• SET TASK: Would you copy out the items below word for word, leaving the pictures out of your answer?

• STORED ROWS:
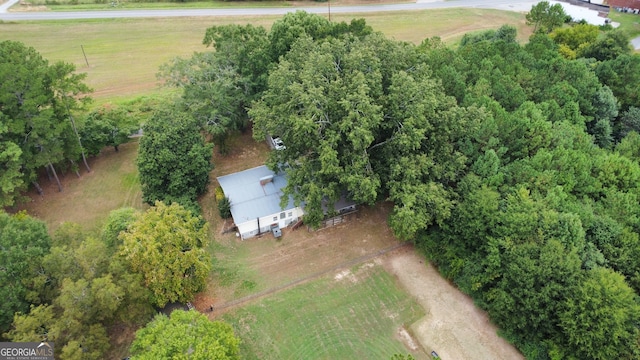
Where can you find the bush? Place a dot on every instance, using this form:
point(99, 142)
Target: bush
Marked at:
point(219, 194)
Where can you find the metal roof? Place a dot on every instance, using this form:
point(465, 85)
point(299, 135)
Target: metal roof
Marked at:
point(249, 198)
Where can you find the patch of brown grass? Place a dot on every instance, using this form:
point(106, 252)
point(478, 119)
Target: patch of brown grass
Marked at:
point(112, 184)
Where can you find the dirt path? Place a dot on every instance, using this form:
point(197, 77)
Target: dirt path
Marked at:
point(453, 326)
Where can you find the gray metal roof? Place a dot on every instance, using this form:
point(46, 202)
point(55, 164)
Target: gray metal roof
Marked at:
point(251, 200)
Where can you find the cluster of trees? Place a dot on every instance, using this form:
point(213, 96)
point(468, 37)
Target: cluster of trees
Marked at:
point(72, 287)
point(185, 334)
point(514, 167)
point(39, 124)
point(174, 160)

• EXERCISE RESULT:
Where can you find the bush? Place a dot on every instance, using this form:
point(99, 142)
Target: bush
Marked at:
point(219, 194)
Where can you find the metal roof? Place a dot on every instance, using this form:
point(465, 85)
point(299, 135)
Target: metal roof
Marked at:
point(249, 198)
Where can you find the patch of brown grass? Place a dot on every instance, using this form:
point(106, 252)
point(478, 119)
Target: patch of brown grass
Marked at:
point(112, 184)
Where can you find the dirt path? Place a dot on every instance, using this form:
point(197, 77)
Target: dirt path
Marked at:
point(453, 326)
Where can you find the gray metal roof? Place a dot on every instance, using this form:
point(46, 202)
point(55, 164)
Target: gray metal roof
Marked at:
point(251, 200)
Where can you find the cluster of trees? Place a dot on every instance, using this form:
point(213, 96)
point(468, 37)
Target: cluster of trees
Marked at:
point(72, 287)
point(185, 334)
point(514, 167)
point(39, 124)
point(174, 160)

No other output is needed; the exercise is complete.